§ Quoted passage:
In a letter to the SS leadership, a complaint was made about the suitability of the prisoners as test persons. Of 100 selected, 18 died on the way and only 12 of the remaining were in a physical condition that made them suitable. They could be restored to good health, but that would take three months. The writer therefore requested 100 more prisoners between the ages of 20 and 40, in good health and of physical quality that will make them good test material.
Infectious Jaundice Virus (Hepatitis Epidemica)
No clinical experimental documents dealing with the research on the virus of infectious jaundice were found. All that was established – from an exchange of correspondence – was that a demand was made for experiments on human beings to clarify the mode of transmission. There were no witnesses who had personal knowledge of such experiments. An article in the Munich Medical Weekly in 1942 makes reference to a thirty year old woman, inflicted with a not very extensive tubercular infection of lymph glands. She was given a cup of soup, containing 100 cc of urine from a patient and a little later again 25 cc of urine from another patient. Already after the last dosage “the tubercular lymph gland involvement began to flare up.”
Sulfonamide and Bone Grafting
These experiments, I believe were only carried out on women, began in 1942. A clinical summary of the operations carried out was given in a sworn affidavit by a Polish woman radiologist who was a political prisoner and worked as an assistant in the X-ray ward of the concentration camp hospital. According to her, infective operations and experimental aseptic operations were carried out.
In the first group the soft part of the calf was opened and the open wound infected with bacteria. Staphylococci, malignant edema, gas bacilli and tetanus were introduced. Some of the test persons died within a few days, others were ill for as long as a year, were crippled, but survived. Why? To test the new preparations of the German pharmaceutical industry. But the results of the treatments went uncontrolled or were controlled in such an inadequate and superficial way that they were of no value. In other similar experiments wood and glass were introduced into the wounds. Rationale – soldiers wounded in the field.
The second group consisted of bone, muscle, and nerve experiments. On the operating table bones of both legs were broken with a hammer into many pieces and then repaired either with and sometimes without bone clips. The legs were put in a cast for a few days and then remained without a cast until healed. In still other experiments bone transplants were made with entire pieces of the fibula being excised.

§ Recorded data:
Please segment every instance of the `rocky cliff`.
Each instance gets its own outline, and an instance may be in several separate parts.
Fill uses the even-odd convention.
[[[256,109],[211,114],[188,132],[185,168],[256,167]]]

§ What you are asked to do: In the passage on medical experiments above, condense the paragraph that opens "In a letter to the SS leadership" into a short bulleted list that keeps its main facts.

§ Response to the exercise:
- A letter to the SS leadership complained that the prisoners were unsuitable as test persons.
- Of 100 prisoners selected, 18 died on the way, and only 12 of the rest were physically suitable.
- Restoring them to good health was possible but would take three months.
- The writer asked for 100 more prisoners aged 20 to 40, in good health and physically fit to be good test material.